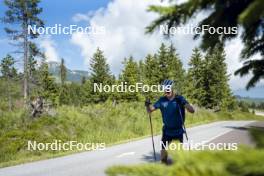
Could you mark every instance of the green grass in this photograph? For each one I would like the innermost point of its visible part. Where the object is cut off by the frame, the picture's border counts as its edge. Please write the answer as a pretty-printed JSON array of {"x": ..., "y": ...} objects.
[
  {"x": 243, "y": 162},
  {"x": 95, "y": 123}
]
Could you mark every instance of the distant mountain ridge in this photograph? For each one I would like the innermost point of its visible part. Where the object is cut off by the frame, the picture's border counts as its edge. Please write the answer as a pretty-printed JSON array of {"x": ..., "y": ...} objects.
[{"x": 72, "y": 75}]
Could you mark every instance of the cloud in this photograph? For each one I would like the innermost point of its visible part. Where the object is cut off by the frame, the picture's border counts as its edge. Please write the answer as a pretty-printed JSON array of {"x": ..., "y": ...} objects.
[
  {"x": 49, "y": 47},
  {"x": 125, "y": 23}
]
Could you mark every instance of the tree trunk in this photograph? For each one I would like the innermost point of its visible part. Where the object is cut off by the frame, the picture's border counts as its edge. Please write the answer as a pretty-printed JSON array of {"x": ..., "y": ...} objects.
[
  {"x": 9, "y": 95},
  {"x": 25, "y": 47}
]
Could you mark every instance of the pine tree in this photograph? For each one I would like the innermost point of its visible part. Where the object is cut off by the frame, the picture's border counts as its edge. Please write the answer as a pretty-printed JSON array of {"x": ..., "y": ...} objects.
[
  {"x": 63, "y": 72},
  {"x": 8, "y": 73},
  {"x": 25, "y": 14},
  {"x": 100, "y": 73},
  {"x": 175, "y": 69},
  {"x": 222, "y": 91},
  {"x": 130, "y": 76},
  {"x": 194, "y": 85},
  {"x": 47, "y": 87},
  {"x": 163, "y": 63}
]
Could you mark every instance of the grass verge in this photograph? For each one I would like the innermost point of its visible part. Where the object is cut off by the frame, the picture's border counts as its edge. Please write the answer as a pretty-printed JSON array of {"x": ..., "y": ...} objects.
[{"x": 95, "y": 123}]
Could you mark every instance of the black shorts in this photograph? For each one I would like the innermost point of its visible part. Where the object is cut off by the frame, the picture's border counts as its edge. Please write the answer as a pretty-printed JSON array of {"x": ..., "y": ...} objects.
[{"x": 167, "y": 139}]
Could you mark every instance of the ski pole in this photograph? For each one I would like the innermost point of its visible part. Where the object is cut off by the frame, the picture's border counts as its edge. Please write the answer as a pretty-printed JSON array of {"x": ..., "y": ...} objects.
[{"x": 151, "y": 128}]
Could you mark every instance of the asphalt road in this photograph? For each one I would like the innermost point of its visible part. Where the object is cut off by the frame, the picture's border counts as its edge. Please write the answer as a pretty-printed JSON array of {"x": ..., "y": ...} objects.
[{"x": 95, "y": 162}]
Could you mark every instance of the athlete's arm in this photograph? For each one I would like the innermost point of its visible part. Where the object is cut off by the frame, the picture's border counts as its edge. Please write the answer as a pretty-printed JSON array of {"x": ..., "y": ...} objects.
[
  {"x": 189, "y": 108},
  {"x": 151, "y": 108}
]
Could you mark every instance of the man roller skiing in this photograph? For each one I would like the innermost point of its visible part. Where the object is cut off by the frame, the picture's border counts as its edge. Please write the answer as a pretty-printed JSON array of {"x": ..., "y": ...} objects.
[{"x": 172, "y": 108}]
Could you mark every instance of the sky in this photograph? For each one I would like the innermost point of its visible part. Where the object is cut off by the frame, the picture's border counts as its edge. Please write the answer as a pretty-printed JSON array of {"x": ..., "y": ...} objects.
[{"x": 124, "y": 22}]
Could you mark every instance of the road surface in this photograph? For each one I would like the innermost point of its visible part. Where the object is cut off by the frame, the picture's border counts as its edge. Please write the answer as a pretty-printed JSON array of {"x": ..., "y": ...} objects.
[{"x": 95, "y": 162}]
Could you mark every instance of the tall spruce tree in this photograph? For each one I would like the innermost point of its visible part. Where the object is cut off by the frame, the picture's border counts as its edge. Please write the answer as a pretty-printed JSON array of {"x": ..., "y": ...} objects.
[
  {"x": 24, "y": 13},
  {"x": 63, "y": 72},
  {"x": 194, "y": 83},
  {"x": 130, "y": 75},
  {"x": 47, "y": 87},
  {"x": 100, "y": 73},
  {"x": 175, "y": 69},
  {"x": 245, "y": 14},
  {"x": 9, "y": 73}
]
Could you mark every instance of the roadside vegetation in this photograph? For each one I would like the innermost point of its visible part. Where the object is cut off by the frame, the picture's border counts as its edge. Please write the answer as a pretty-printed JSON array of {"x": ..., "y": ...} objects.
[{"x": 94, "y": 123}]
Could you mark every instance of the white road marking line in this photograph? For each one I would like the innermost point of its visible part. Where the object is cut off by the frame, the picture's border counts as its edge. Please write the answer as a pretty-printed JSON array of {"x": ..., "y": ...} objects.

*****

## Short task
Extract, exactly as they appear, the lines from the one containing "Could you mark every instance of the roadside" through the final line.

## Exercise output
Could you mark every instance of the roadside vegetation in this photograph? For each one I would like the innermost point of its visible part. Where the object is cut off by the frame, the picture's border counts as its edge. Please write the answer as a pretty-printed JSON array of {"x": ..., "y": ...} objects.
[{"x": 94, "y": 123}]
Could you mark every instance of the white road marking line in this photograph? For each one I would like the innermost point of its visible part. Where the object is cut off by the frame, the picture's border counts as its edge. Please write the answer as a pretty-printed JSON array of {"x": ..., "y": ...} objects.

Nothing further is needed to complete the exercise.